## Problem a
Check each statement against the piece on war and the International Criminal Court, answering yes or no and quoting the words from the piece that settle it: (i) The International Criminal Court has existed since 2002. (ii) The United States is not a party to the United Nations Charter. (iii) The next president should re-sign the United States up to the ICC.

───── Document extract ─────

FOUR: War should never happen except when absolutely necessary. Once again, this principle is already legally enshrined, though you'd never know it. The United States is a party to the United Nations Charter treaty, which is emphatic on this question. According to the Charter, aggression is only permitted in cases of self-defense or as part of a UN-sanctioned multilateral collective security force responding to someone else's aggression against someone else. And since the United States Constitution makes treaties the highest law of the land, these provisions absolute apply to the United States government.

You'd hardly notice though, would you? Perhaps another constitutional amendment is in order here, incorporating exactly such language in the Constitution, declaring that the United States may never go to war except under one of those two circumstances. Of course, constitutional language can be bent or broken, just as the Bush administration has done with nearly every single provision in the document. But it makes it harder to do and more obvious when it's happening if you have it set down in black and white in our core governing contract.

FIVE: Anyone who violates these provisions should be punished. Once again, as in so many of the cases above, the remedy for this problem already exists. It's called the International Criminal Court, and it's been in existence since 2002. Meanwhile, for just as long, the United States government under the Bush administration has been at great pains to undermine the Court in every way possible, with the effort initially spearheaded by that beacon of international justice, the lovely John Bolton.

Given that to the rest of the world there's little distinction between Bush's invasion of Iraq and, say, Iraq's 1990 invasion of Kuwait, it isn't real hard to figure out why the administration has worked so assiduously to destroy the Court, including by unsigning American participation in the treaty and by arm-twisting every other country in the world to sign bilateral agreements exempting Americans from the Court's jurisdiction.

One way to end needless American wars is to give those who make such policies a very personal reason for some serious and sober second thought. The next president should re-sign us up to the ICC, push for Senate ratification, and rip up all the bilateral exemption agreements. Then it might be time for an arrest or six to be made. What did you say is George Bush's address in Crawford?

SIX: Americans have a reputation for being the most blinkered nation in the developed world, and we got that the old-fashioned way: We earned it! We've tried hard not to study history and geography, and damned if we aren't ignorant as hell as a result. And proud if it!

─────

## Problem b
Quote the collection rows, starting at their first line and ending with, and including, the line with "3L948 381L825 591L1024".

───── Source material ─────

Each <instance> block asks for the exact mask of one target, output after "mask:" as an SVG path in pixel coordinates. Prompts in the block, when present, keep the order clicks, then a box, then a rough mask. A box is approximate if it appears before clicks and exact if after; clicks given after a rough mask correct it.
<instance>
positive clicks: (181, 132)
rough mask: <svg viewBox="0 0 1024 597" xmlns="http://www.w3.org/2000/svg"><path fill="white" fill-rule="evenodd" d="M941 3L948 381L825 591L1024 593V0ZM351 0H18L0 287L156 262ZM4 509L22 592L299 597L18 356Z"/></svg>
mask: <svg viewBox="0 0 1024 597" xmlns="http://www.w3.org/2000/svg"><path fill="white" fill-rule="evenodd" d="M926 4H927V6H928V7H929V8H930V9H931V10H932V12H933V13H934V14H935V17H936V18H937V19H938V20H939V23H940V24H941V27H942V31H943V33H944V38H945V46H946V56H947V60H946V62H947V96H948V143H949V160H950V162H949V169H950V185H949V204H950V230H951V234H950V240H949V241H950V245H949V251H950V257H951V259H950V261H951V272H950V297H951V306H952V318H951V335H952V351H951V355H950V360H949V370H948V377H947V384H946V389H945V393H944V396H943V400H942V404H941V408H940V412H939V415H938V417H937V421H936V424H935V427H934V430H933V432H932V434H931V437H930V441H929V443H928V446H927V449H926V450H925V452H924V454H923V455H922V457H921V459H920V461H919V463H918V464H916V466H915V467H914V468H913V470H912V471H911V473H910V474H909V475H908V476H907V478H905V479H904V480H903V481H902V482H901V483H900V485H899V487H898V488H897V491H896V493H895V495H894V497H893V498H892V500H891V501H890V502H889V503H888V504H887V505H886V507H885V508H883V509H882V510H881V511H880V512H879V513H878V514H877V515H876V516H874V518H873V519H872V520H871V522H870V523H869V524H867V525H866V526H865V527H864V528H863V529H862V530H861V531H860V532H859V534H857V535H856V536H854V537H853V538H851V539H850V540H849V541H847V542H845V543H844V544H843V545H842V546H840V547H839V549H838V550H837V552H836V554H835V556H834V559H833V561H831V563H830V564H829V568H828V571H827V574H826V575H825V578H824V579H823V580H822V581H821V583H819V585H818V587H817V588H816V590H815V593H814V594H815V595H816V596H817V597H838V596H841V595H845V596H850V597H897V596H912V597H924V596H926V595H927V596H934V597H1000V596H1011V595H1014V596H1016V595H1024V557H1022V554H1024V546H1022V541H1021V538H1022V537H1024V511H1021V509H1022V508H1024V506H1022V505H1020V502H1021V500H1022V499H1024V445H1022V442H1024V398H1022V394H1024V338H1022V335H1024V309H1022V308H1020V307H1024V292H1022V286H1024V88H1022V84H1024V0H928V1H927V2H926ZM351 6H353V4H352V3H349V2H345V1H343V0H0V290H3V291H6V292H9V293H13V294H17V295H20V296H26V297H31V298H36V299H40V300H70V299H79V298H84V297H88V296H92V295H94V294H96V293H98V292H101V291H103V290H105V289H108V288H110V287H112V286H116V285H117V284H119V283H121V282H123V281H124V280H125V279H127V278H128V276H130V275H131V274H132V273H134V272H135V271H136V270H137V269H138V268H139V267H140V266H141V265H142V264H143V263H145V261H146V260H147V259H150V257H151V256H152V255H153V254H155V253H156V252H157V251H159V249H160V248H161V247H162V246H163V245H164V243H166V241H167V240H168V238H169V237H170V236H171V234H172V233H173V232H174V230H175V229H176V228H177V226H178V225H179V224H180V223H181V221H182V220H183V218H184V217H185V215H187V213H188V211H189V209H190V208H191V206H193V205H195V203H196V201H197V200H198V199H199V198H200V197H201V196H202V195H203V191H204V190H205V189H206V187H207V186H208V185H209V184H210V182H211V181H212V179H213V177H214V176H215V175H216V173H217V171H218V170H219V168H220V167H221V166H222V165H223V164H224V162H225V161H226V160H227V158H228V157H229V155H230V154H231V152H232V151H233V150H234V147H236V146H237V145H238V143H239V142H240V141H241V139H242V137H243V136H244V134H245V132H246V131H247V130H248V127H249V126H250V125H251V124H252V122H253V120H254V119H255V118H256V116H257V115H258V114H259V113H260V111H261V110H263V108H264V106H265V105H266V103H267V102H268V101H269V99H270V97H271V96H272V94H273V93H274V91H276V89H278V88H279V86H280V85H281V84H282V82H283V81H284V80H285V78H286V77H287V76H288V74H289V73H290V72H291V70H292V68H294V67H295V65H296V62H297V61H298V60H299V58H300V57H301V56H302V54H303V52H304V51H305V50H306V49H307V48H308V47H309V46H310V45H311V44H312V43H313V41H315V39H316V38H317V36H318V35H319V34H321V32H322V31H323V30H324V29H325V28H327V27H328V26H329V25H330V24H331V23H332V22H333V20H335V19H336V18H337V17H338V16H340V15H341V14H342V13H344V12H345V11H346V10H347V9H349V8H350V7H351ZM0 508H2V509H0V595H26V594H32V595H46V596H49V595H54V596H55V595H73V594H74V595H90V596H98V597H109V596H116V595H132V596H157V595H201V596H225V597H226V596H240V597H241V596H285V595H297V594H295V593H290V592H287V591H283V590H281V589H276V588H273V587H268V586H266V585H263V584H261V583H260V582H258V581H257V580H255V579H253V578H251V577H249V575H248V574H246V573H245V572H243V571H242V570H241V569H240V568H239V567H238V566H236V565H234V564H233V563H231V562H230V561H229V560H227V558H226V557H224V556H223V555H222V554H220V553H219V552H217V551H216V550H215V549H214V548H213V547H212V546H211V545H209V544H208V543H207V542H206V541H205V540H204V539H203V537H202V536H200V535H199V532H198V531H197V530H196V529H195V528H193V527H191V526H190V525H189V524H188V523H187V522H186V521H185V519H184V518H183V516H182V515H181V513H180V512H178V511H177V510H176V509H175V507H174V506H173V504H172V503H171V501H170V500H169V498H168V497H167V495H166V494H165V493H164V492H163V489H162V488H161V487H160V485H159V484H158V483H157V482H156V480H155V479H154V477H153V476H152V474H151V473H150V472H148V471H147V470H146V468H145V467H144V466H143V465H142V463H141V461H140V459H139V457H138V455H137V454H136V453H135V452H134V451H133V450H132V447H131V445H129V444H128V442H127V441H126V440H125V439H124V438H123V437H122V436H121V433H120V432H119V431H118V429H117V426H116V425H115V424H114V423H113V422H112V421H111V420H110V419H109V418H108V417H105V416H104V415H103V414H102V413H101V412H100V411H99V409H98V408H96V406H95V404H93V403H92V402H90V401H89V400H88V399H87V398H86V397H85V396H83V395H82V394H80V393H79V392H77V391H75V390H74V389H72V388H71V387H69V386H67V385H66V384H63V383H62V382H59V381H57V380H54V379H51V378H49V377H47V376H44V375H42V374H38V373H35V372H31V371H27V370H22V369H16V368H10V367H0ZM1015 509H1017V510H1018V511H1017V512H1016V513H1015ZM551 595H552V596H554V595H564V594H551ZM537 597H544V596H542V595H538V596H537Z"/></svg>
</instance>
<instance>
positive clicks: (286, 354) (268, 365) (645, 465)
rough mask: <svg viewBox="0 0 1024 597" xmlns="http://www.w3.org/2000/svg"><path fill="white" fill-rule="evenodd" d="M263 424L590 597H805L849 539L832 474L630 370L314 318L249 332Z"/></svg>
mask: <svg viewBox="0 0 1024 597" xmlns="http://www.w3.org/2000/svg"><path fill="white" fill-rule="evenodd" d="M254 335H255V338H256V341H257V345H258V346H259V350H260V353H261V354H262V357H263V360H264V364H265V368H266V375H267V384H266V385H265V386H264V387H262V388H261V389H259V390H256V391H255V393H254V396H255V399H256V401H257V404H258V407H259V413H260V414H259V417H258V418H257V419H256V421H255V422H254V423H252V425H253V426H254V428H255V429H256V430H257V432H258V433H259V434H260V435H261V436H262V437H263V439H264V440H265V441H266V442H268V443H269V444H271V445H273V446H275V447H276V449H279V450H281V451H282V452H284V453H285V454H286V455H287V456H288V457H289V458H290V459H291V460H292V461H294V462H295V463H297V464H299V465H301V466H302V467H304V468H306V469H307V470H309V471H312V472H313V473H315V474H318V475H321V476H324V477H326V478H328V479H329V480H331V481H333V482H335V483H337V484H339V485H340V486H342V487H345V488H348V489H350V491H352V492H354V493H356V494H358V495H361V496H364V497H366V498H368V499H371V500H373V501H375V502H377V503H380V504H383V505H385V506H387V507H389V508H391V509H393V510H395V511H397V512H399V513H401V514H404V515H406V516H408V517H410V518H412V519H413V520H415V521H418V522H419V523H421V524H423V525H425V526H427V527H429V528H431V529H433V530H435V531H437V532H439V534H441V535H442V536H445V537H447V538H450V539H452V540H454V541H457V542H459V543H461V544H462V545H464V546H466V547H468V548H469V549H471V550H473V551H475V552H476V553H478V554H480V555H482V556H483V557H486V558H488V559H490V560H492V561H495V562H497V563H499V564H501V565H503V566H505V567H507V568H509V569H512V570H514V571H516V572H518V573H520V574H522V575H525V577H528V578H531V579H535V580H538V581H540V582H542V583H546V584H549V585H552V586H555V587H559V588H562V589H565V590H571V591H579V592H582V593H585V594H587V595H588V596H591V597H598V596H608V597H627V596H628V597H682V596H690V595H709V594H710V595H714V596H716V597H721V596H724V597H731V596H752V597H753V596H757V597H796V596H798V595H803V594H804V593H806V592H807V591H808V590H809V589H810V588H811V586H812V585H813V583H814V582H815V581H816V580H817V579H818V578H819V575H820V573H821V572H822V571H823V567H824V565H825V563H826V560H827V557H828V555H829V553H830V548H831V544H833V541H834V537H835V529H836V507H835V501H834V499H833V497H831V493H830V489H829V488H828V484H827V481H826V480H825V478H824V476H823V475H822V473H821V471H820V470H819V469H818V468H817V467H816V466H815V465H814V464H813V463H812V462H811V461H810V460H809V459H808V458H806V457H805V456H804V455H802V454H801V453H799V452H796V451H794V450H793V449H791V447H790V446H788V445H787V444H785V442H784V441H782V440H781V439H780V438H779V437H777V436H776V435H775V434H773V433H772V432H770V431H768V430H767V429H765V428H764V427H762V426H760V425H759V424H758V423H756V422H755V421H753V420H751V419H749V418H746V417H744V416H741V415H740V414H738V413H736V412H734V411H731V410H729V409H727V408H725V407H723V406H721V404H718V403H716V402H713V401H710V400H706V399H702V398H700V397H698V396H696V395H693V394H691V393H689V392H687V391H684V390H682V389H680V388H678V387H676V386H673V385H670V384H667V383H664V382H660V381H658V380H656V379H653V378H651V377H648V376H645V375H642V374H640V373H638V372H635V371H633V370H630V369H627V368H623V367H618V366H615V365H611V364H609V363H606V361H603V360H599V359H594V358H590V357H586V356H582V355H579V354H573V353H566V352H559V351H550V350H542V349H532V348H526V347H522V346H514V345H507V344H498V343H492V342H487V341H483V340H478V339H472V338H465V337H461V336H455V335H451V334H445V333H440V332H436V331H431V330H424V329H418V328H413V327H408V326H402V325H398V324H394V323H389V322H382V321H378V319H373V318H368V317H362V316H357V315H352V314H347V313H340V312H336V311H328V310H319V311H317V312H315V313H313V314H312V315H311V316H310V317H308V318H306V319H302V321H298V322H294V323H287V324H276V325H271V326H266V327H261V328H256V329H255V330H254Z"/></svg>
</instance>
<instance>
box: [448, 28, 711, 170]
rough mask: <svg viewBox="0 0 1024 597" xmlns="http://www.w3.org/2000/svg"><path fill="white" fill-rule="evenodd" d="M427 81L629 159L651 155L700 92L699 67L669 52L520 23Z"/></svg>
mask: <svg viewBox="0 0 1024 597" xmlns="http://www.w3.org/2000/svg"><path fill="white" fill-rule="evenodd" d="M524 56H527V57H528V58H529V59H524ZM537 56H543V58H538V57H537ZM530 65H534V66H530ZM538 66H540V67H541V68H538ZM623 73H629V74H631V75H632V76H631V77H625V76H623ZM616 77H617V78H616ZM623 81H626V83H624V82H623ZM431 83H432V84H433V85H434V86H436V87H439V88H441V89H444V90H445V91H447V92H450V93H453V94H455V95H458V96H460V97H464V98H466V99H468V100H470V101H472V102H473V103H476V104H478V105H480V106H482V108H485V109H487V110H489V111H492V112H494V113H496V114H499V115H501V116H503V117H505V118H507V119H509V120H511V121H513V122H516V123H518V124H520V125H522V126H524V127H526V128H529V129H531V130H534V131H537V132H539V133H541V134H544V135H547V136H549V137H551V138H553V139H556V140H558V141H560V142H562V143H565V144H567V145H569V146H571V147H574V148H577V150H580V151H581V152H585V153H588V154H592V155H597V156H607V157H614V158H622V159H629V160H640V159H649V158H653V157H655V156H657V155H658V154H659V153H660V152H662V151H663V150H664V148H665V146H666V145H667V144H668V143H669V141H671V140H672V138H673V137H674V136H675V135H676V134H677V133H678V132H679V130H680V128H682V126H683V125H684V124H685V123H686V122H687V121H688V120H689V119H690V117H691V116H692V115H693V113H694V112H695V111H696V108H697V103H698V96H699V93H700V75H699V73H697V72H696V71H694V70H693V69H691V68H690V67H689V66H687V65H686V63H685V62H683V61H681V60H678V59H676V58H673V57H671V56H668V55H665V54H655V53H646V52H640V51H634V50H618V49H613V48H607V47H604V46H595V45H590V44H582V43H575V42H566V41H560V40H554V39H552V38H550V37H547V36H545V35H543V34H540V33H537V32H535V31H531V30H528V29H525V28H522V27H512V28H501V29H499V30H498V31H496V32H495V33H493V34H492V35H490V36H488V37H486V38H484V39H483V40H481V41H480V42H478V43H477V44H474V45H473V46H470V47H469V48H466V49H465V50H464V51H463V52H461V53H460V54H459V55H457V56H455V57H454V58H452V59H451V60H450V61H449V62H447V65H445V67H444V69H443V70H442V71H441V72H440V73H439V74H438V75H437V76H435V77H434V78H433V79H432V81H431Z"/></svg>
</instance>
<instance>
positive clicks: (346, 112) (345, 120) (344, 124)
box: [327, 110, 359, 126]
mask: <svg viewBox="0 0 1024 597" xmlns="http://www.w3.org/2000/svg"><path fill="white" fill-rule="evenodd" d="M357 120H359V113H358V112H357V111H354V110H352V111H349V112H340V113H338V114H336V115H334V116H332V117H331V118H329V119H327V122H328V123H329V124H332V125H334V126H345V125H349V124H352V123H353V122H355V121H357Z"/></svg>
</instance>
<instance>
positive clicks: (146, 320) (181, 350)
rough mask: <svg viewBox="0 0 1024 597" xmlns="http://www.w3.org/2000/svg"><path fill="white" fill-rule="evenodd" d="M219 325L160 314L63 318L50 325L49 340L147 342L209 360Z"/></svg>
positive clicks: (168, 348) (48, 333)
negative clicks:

─────

## Solution a
(i) Yes: "it's been in existence since 2002."
(ii) No: "The United States is a party to the United Nations Charter treaty"
(iii) Yes: "The next president should re-sign us up to the ICC"

## Solution b
Each <instance> block asks for the exact mask of one target, output after "mask:" as an SVG path in pixel coordinates. Prompts in the block, when present, keep the order clicks, then a box, then a rough mask. A box is approximate if it appears before clicks and exact if after; clicks given after a rough mask correct it.
<instance>
positive clicks: (181, 132)
rough mask: <svg viewBox="0 0 1024 597" xmlns="http://www.w3.org/2000/svg"><path fill="white" fill-rule="evenodd" d="M941 3L948 381L825 591L1024 593V0ZM351 0H18L0 287L156 262ZM4 509L22 592L299 597L18 356Z"/></svg>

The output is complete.